[Your instructions] Output the entries word for word. Omit images.
[Opening Exercise material section]
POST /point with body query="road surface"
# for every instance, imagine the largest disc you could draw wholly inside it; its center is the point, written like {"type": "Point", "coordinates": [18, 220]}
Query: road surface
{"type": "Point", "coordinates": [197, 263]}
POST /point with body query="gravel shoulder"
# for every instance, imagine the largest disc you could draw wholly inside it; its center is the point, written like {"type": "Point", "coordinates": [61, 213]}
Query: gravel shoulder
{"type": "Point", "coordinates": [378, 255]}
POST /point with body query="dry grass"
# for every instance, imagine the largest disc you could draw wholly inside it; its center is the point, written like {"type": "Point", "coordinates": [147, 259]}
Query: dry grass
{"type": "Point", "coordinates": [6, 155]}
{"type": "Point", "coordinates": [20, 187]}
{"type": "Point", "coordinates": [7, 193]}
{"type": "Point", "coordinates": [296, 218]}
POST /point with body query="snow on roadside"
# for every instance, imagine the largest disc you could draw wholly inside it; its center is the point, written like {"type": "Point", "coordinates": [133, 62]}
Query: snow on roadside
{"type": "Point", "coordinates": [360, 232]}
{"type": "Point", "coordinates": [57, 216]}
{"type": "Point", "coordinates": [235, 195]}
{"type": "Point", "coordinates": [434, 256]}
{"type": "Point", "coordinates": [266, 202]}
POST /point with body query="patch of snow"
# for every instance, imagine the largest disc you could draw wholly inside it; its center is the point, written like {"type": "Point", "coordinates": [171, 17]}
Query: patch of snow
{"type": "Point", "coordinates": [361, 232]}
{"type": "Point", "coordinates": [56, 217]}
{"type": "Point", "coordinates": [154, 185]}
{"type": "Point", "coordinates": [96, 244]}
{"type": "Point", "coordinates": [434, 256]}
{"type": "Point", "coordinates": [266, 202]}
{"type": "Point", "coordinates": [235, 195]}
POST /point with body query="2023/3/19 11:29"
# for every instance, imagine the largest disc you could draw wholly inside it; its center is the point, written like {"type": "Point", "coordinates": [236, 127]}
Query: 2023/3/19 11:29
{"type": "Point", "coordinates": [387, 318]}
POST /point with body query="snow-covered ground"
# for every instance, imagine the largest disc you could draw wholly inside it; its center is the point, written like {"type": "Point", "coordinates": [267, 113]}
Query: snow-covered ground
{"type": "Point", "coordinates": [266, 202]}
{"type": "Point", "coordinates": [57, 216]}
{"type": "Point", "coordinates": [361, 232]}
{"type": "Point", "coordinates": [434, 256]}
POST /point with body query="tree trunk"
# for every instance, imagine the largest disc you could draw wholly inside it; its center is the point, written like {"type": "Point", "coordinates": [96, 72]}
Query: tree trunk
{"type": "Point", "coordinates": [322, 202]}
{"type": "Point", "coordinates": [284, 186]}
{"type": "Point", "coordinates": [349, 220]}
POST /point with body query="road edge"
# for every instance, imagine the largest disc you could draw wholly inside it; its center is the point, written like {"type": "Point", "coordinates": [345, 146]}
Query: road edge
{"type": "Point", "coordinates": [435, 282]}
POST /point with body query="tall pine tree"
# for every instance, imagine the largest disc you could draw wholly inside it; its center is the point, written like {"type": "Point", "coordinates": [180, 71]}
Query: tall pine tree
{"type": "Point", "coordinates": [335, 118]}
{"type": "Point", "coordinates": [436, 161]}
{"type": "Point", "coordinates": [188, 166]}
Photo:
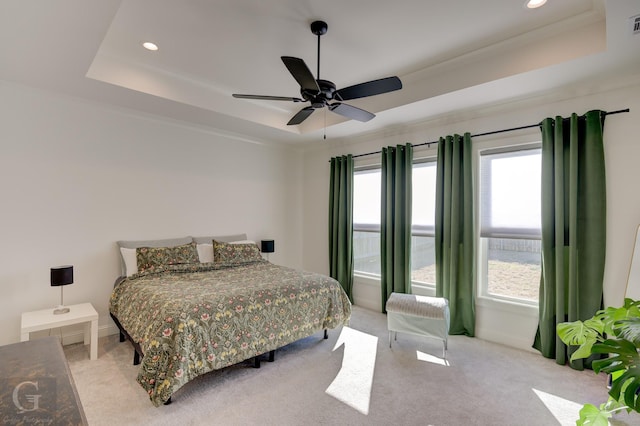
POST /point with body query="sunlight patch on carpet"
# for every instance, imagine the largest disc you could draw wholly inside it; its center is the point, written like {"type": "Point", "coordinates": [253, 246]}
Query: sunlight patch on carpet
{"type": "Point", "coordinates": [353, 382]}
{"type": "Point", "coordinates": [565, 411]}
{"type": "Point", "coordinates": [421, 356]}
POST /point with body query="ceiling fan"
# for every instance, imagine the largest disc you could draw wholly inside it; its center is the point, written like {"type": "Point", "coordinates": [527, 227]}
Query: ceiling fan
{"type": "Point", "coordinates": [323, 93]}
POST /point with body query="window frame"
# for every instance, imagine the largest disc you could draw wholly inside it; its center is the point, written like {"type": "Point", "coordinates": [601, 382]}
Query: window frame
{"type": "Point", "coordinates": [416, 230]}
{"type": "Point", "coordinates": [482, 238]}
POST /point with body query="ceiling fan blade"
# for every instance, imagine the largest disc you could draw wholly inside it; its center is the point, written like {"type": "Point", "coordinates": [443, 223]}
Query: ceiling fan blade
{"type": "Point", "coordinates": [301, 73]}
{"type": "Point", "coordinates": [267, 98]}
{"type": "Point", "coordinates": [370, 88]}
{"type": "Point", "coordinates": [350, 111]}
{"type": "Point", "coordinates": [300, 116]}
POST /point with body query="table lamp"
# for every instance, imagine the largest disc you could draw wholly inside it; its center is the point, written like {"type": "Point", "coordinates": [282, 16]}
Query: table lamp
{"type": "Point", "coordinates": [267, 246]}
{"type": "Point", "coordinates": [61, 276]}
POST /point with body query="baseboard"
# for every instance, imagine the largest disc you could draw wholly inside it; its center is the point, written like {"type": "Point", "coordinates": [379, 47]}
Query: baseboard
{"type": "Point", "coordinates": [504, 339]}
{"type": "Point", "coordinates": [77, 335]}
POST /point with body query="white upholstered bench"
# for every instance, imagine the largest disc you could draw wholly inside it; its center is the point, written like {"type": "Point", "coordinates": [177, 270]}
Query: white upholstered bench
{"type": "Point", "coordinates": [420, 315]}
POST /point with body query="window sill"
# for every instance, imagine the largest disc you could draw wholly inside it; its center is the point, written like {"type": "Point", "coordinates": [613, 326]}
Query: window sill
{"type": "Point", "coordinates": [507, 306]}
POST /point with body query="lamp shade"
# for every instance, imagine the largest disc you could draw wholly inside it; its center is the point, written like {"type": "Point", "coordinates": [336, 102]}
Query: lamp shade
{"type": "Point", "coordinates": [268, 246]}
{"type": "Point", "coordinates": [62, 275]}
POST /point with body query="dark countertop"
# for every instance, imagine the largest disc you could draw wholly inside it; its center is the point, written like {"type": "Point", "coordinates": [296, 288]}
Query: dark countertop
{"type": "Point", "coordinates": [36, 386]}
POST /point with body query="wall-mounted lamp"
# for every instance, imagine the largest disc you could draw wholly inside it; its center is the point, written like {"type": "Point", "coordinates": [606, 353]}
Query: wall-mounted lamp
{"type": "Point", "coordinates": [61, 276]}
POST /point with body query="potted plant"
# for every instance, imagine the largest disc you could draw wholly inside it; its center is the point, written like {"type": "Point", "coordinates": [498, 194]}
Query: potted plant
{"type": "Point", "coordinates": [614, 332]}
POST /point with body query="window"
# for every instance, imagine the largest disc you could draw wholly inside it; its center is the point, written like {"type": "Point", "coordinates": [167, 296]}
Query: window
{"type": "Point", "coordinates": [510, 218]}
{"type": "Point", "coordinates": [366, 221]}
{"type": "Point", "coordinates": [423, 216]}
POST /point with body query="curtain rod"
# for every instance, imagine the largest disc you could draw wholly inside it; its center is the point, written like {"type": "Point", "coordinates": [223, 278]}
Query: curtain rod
[Closing Exercise material section]
[Response area]
POST /point with body query="road surface"
# for every instance, imagine the largest disc you could draw wholly inside it; its center is the point, written like {"type": "Point", "coordinates": [18, 220]}
Query: road surface
{"type": "Point", "coordinates": [197, 263]}
POST /point with body query="gravel shoulder"
# for every instance, imagine the largest disc you could draw wholly inside it; its center is the point, written like {"type": "Point", "coordinates": [61, 213]}
Query: gravel shoulder
{"type": "Point", "coordinates": [378, 255]}
POST /point with body query="dry grass"
# for every instance, imagine the largest disc you could draw wholly inside it; its center is the point, written like {"type": "Point", "coordinates": [147, 259]}
Query: dry grass
{"type": "Point", "coordinates": [6, 155]}
{"type": "Point", "coordinates": [20, 187]}
{"type": "Point", "coordinates": [7, 193]}
{"type": "Point", "coordinates": [296, 218]}
POST /point with body query="snow on roadside"
# for every instance, imagine the largest disc you could draw wholly inside it; its center is the point, written like {"type": "Point", "coordinates": [133, 62]}
Query: snow on roadside
{"type": "Point", "coordinates": [360, 232]}
{"type": "Point", "coordinates": [57, 216]}
{"type": "Point", "coordinates": [235, 195]}
{"type": "Point", "coordinates": [434, 256]}
{"type": "Point", "coordinates": [266, 202]}
POST /point with body query="patch of snow"
# for every instance, imagine the largest disc you could draw wholly inside it; its center is the point, written like {"type": "Point", "coordinates": [171, 17]}
Query: patch of snow
{"type": "Point", "coordinates": [361, 232]}
{"type": "Point", "coordinates": [56, 217]}
{"type": "Point", "coordinates": [154, 185]}
{"type": "Point", "coordinates": [96, 244]}
{"type": "Point", "coordinates": [434, 256]}
{"type": "Point", "coordinates": [266, 202]}
{"type": "Point", "coordinates": [235, 195]}
POST /point with body query="2023/3/19 11:29"
# for every instance, imagine the largest disc you could draw wholly inside it; its center is the point, written like {"type": "Point", "coordinates": [236, 127]}
Query: 2023/3/19 11:29
{"type": "Point", "coordinates": [387, 318]}
POST /point with body query="snow-covered ground"
# for every instance, imagine the largest disc you could draw wholly inside it; its center is the point, written like {"type": "Point", "coordinates": [267, 113]}
Query: snow-covered ground
{"type": "Point", "coordinates": [266, 202]}
{"type": "Point", "coordinates": [57, 216]}
{"type": "Point", "coordinates": [361, 232]}
{"type": "Point", "coordinates": [434, 256]}
POST /point with body query="tree trunk"
# for every instance, imagine the largest disc you could draw wholly inside it; its center is the point, written like {"type": "Point", "coordinates": [96, 72]}
Query: tree trunk
{"type": "Point", "coordinates": [322, 202]}
{"type": "Point", "coordinates": [284, 186]}
{"type": "Point", "coordinates": [349, 220]}
POST /point with body query="road edge"
# for every instance, imagine the largest disc you could draw wholly inside it; its center is the point, written like {"type": "Point", "coordinates": [345, 146]}
Query: road edge
{"type": "Point", "coordinates": [435, 282]}
POST /point with body query="tall pine tree"
# for every instance, imagine the largest disc you could draw wholly inside it; its center is the point, written like {"type": "Point", "coordinates": [180, 71]}
Query: tall pine tree
{"type": "Point", "coordinates": [335, 118]}
{"type": "Point", "coordinates": [436, 161]}
{"type": "Point", "coordinates": [188, 166]}
Photo:
POST /point with body query="sunlight patch on carpet"
# for every instance, imagine the largest disc you could draw wholly inside it; its center is the point, written like {"type": "Point", "coordinates": [253, 246]}
Query: sunlight patch on carpet
{"type": "Point", "coordinates": [353, 382]}
{"type": "Point", "coordinates": [565, 411]}
{"type": "Point", "coordinates": [421, 356]}
POST /point with body query="ceiling fan"
# for every instance, imagine the largest disc you could draw wholly inside it; its center is the point, written like {"type": "Point", "coordinates": [527, 227]}
Query: ceiling fan
{"type": "Point", "coordinates": [323, 93]}
POST /point with body query="window frame"
# for every instance, imagine the largest disc you could draw wholly inside it; its center is the point, written like {"type": "Point", "coordinates": [601, 382]}
Query: window frame
{"type": "Point", "coordinates": [416, 230]}
{"type": "Point", "coordinates": [482, 238]}
POST /point with body query="ceiling fan blade"
# for every instance, imagine the largest disc you could draw wholly inside it; its center is the point, written like {"type": "Point", "coordinates": [443, 223]}
Query: ceiling fan blade
{"type": "Point", "coordinates": [301, 73]}
{"type": "Point", "coordinates": [267, 98]}
{"type": "Point", "coordinates": [370, 88]}
{"type": "Point", "coordinates": [350, 111]}
{"type": "Point", "coordinates": [300, 116]}
POST /point with body query="table lamp"
# for every instance, imagine the largest disc you could draw wholly inside it; its center is the point, written like {"type": "Point", "coordinates": [282, 16]}
Query: table lamp
{"type": "Point", "coordinates": [267, 246]}
{"type": "Point", "coordinates": [61, 276]}
POST /point with body query="baseboard"
# for every instance, imagine the largest disc you could draw wholly inside it; its center is the point, written like {"type": "Point", "coordinates": [379, 47]}
Query: baseboard
{"type": "Point", "coordinates": [504, 339]}
{"type": "Point", "coordinates": [77, 335]}
POST /point with body query="white upholstered bench"
# for every instance, imagine the largest disc you could draw wholly inside it; its center is the point, written like {"type": "Point", "coordinates": [177, 270]}
Query: white upholstered bench
{"type": "Point", "coordinates": [420, 315]}
POST /point with body query="window sill"
# for every instance, imagine the largest disc you could draw wholly inside it; its center is the point, written like {"type": "Point", "coordinates": [613, 326]}
Query: window sill
{"type": "Point", "coordinates": [507, 306]}
POST /point with body query="lamp shade"
# for every instance, imagine the largest disc you could draw wholly inside it; its center is the point, written like {"type": "Point", "coordinates": [336, 102]}
Query: lamp shade
{"type": "Point", "coordinates": [268, 246]}
{"type": "Point", "coordinates": [62, 275]}
POST /point with body query="dark countertop"
# for every instance, imagine the largest disc you could draw wholly inside it; its center is the point, written like {"type": "Point", "coordinates": [296, 288]}
Query: dark countertop
{"type": "Point", "coordinates": [36, 386]}
POST /point with body query="wall-mounted lamp"
# for every instance, imagine the largest disc you could draw wholly inside it; its center is the point, written like {"type": "Point", "coordinates": [606, 353]}
Query: wall-mounted lamp
{"type": "Point", "coordinates": [61, 276]}
POST /point with body query="potted plant"
# for every instance, imagine the largest disc you could draw wholly inside it; its center is the point, written like {"type": "Point", "coordinates": [498, 194]}
Query: potted plant
{"type": "Point", "coordinates": [614, 332]}
POST /point with body query="window"
# for every instance, imagine the largest disc you could draw wholly inside it; its center is the point, written like {"type": "Point", "coordinates": [167, 296]}
Query: window
{"type": "Point", "coordinates": [510, 218]}
{"type": "Point", "coordinates": [366, 221]}
{"type": "Point", "coordinates": [423, 216]}
POST /point with body query="curtain rod"
# for every instance, imagine the largest disc you could draw wholly inside it; its center is the point, written like {"type": "Point", "coordinates": [223, 278]}
Query: curtain rod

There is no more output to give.